**EXERCISE**: Copy each line of the data below, keeping every word and mark the same.

**DATA SUPPLIED**:

# # # # # # #

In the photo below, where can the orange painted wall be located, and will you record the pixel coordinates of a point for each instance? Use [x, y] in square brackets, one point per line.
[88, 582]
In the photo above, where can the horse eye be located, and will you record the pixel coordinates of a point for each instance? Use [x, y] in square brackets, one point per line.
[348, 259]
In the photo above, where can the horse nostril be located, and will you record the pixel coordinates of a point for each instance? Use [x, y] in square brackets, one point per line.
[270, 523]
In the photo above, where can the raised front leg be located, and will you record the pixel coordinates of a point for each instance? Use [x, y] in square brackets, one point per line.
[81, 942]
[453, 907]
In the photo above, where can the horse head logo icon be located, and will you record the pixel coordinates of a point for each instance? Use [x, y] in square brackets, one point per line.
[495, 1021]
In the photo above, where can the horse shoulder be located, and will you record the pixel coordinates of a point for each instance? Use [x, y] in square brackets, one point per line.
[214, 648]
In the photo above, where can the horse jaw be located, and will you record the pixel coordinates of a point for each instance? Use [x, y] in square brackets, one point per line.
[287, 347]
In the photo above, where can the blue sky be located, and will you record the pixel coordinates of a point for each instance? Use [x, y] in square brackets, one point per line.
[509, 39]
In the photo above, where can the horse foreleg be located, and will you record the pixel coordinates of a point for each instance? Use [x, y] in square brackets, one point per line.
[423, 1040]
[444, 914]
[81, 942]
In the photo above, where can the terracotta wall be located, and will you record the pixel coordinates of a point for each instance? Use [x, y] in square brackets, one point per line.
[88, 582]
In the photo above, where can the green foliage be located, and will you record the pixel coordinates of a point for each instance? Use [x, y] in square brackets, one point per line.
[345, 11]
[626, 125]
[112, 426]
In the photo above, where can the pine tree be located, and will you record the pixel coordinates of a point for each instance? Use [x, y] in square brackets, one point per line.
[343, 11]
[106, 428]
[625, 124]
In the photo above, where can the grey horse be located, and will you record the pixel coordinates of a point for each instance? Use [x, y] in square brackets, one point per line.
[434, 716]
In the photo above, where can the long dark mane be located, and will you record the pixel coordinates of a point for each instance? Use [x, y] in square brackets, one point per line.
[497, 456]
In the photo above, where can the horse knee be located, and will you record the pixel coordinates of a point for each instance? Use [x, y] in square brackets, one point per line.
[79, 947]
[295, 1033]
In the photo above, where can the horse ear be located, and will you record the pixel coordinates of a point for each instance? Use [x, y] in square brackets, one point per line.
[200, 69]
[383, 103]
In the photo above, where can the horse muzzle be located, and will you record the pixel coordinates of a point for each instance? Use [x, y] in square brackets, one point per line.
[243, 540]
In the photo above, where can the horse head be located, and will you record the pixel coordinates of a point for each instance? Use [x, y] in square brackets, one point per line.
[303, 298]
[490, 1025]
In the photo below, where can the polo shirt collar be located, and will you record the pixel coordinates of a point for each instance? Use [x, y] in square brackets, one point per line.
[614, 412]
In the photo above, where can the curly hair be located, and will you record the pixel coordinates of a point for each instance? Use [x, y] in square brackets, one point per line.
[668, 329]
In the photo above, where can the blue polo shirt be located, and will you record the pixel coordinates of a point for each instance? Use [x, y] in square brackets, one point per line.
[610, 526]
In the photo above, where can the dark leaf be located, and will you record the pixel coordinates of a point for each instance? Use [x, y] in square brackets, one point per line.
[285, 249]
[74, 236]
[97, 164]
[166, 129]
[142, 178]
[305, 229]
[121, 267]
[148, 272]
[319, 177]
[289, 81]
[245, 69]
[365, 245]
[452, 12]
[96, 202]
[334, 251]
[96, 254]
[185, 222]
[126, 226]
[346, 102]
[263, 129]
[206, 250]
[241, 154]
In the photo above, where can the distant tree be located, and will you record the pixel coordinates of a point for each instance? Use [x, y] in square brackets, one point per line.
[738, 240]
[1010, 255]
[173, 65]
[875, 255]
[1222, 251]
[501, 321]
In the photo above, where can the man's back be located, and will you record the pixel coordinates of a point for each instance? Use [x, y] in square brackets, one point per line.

# # # # # # #

**ANSWER**:
In the photo below, where can the orange painted wall be located, and will you record the pixel coordinates of a point for each instance? Use [x, y] in square brackets, one point per line.
[88, 582]
In the photo above, where can the horse eye be located, and will you record the pixel coordinates of a point for each instance? Use [x, y] in square brackets, one point per line.
[348, 259]
In the photo above, where can the horse nostril be located, and will you record the pixel coordinates of a point for each instance? Use [x, y] in square brackets, one point per line.
[270, 523]
In the photo above, where can the raised front leg be located, and will you record the pixel coordinates of a point for each instance? Use [x, y] in square brackets, one point per line.
[81, 942]
[453, 907]
In the photo above, where can the horse head logo icon be located, and will you record the pixel coordinates of a point for each instance? Use [x, y] in square brackets, one point per line.
[495, 1021]
In the photo above, where can the horse shoulder be located, and will you record the pixel coordinates of a point for each instance? Use [x, y] in square brackets, one point per line.
[214, 648]
In the photo above, where can the horse jaw be located, and will you record the pixel coordinates of a point for each instance? Use [x, y] in square brackets, one point per line.
[287, 347]
In the photo above, where can the blue sky be located, and will you record the pixel coordinates of a point for each instance? Use [x, y] in square brackets, one point per line.
[509, 39]
In the photo above, where can the horse foreleg be located, and will you record the pixel coordinates of a point for each instance? Use [x, y] in square brackets, one point per line.
[423, 1040]
[444, 914]
[81, 942]
In the photo above, where can the terracotta wall be located, and will you record the pixel coordinates of a point for each instance? Use [x, y] in square brackets, one point per line.
[88, 582]
In the photo above, where can the green foliage be located, and will you record the pixel coordinates of a point for each instance? Use [x, y] in square brackets, one point per line.
[345, 11]
[626, 125]
[112, 426]
In the photo above, where can the pine tree be located, and will you record the pixel coordinates of a point for each instance? Use [x, y] in square brackets, one point per line.
[343, 11]
[106, 428]
[625, 124]
In the photo above, where can the grey horse be located, and will you record the pixel coordinates of a point for each instance? Use [x, y] in square brackets, one point per line.
[434, 716]
In the photo above, where can the long dark mane be located, and will you record the pixel coordinates of a point for each instance? Use [x, y] in square brackets, one point per line.
[497, 456]
In the photo above, where can the horse knee be located, and will you record the pixel coordinates of a point for each instance? Use [x, y] in square brackets, one point per line.
[79, 947]
[295, 1033]
In the photo above, where can the horse ear be located, and will you record the pixel coordinates of a point for each instance? Use [x, y] in square brackets, one point per line.
[200, 69]
[383, 103]
In the photo above, where can the horse muzzle be located, and will you record the pixel coordinates of a point for each instance? Use [x, y] in square brackets, one point per line.
[243, 540]
In the photo above, where can the horse head be located, and will you record the pixel coordinates of a point for each instance? Use [x, y] in square brackets, one point per line.
[303, 298]
[490, 1025]
In the photo below, where can the polo shirt collar be located, and will you record the pixel coordinates of a point for each instance? Use [x, y] in square brackets, one point per line.
[614, 412]
In the photo above, where can the curly hair be located, and will you record the pixel coordinates of a point for each instance? Use [x, y] in square brackets, one point per line.
[668, 329]
In the photo above, where can the blue polo shirt be located, and will you record the pixel coordinates of a point for each instance? Use [x, y] in square brackets, one point per line.
[610, 526]
In the photo above, where can the dark leaf be located, and will you record the pixel coordinates of a point for each instance? Use [x, y] in square brackets, one point per line.
[285, 249]
[74, 236]
[97, 164]
[166, 129]
[142, 178]
[305, 229]
[121, 267]
[148, 272]
[319, 177]
[289, 81]
[245, 69]
[365, 245]
[452, 12]
[96, 202]
[334, 251]
[96, 254]
[185, 222]
[126, 226]
[346, 102]
[263, 129]
[206, 250]
[241, 154]
In the photo above, where can the distant tree be located, and will you record the pixel coordinates of a point for each instance? Use [x, y] in square brackets, one point per line.
[738, 240]
[1010, 255]
[173, 65]
[875, 255]
[1222, 251]
[501, 321]
In the photo above, where can the man's back be located, and will you record the pixel coordinates of a point for each instance? Use [x, y] in square brackets, one point per line.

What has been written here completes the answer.